REQUEST —
Can you reproduce every one of the items below line for line, with no changes?

○ ○ ○

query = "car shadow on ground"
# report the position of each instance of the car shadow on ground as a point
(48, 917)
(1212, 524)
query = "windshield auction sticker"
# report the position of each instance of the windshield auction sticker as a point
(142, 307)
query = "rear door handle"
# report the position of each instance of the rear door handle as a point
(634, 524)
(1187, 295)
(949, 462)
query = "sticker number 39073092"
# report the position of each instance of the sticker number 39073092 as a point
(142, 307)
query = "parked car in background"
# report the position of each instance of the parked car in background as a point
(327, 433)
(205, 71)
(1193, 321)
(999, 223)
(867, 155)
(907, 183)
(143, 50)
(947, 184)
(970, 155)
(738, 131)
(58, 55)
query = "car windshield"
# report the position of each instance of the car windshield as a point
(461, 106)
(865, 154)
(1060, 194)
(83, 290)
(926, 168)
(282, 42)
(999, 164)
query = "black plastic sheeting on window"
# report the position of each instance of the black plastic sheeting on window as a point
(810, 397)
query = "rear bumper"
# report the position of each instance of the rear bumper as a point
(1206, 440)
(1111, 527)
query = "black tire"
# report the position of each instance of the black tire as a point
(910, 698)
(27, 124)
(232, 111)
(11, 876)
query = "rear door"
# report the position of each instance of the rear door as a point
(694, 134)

○ ○ ○

FULL ANSWER —
query = "car shadow on ground"
# report the position of each instance of the car shadow on ground as a point
(48, 917)
(1212, 524)
query = "windshield auction sticker"
# report the position of each instance of the windshield auction sticker as a point
(142, 307)
query = "rear door handle"
# report the position of each instance of the rear door handle as a point
(634, 524)
(1187, 295)
(949, 462)
query = "sticker number 39073092"
# report the position of each instance of the sticker number 39073092 as a point
(142, 307)
query = "parked car in background"
# report the position of each instance of the parked car in background as a point
(327, 433)
(205, 71)
(1193, 321)
(999, 223)
(867, 155)
(907, 183)
(143, 50)
(947, 184)
(970, 155)
(738, 131)
(58, 55)
query = "car windshield"
# report the position of each instance of the car windshield as a point
(461, 106)
(865, 154)
(1060, 194)
(83, 290)
(926, 168)
(282, 42)
(999, 164)
query = "black plastic sheeting on window"
# report the position of each instance of the black plastic sheeting on window as a point
(810, 397)
query = "rear bumper"
# report the position of each instance of the rear bumper as a point
(1206, 440)
(1111, 527)
query = "black tire"
# report the position of each instance of the black tire as a point
(910, 698)
(27, 124)
(232, 111)
(11, 876)
query = "rear door"
# report the position of each instance of the rear door as a point
(694, 134)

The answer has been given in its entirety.